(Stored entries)
<<<<

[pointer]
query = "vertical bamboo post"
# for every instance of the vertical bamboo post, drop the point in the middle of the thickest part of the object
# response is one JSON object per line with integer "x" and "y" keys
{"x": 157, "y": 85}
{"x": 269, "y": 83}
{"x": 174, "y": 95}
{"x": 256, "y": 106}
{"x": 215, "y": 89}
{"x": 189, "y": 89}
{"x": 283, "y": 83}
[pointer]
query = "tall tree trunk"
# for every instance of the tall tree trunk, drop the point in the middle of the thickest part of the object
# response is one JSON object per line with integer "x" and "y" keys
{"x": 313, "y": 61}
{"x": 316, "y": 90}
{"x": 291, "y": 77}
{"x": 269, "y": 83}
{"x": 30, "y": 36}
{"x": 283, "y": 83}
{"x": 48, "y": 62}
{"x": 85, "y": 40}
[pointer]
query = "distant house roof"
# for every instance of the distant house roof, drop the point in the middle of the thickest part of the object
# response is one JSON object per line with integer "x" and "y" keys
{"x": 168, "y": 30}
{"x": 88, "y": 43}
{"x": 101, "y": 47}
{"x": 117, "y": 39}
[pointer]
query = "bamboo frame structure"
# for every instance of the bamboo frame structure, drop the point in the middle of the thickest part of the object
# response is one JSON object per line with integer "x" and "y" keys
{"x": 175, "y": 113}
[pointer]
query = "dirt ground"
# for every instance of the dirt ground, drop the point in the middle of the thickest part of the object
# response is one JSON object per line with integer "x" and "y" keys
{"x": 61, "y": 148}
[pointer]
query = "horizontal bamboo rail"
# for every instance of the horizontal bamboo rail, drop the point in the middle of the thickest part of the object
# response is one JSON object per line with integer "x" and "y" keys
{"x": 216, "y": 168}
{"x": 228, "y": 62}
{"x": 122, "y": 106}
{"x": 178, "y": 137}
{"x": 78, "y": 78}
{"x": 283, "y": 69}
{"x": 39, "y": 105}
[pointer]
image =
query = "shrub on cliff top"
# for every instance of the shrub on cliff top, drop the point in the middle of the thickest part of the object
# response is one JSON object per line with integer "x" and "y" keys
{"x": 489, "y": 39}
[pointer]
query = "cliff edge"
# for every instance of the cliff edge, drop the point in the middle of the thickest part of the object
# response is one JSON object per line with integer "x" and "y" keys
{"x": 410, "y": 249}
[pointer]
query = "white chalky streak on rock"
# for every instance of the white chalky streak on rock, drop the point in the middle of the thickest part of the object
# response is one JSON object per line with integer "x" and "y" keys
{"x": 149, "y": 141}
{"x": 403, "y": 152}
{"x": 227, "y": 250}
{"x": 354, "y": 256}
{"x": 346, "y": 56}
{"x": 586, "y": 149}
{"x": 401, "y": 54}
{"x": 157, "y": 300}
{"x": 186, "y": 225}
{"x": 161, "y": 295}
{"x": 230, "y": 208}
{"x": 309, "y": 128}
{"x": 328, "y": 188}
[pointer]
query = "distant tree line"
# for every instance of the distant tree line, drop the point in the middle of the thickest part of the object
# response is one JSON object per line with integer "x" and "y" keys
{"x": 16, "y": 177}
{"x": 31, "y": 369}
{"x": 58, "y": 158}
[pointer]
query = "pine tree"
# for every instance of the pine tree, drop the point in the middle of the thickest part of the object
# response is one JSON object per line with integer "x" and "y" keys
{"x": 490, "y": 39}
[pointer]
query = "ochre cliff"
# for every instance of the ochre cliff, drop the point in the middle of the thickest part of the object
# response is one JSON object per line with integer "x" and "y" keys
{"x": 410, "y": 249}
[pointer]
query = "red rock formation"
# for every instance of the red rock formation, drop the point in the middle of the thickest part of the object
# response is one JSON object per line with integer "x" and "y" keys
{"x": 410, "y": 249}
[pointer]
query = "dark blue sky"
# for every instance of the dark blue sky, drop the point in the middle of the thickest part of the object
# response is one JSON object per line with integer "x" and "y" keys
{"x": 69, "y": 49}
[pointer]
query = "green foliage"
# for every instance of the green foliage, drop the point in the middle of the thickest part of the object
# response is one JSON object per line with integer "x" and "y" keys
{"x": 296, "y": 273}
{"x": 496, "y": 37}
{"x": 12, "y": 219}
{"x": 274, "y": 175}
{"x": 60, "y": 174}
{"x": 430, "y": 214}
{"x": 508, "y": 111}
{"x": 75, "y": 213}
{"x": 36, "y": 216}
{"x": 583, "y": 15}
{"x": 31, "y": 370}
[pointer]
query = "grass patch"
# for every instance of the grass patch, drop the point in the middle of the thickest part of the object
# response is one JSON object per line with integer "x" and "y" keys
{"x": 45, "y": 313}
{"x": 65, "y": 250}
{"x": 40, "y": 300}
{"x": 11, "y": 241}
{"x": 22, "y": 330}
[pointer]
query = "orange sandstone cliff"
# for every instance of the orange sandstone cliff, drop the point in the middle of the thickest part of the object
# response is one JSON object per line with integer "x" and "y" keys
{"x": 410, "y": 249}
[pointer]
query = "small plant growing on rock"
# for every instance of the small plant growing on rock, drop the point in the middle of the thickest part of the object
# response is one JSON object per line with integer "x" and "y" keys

>>>>

TASK:
Using the records above, count the lines containing "horizontal". Give no words besides the number.

SOLUTION:
2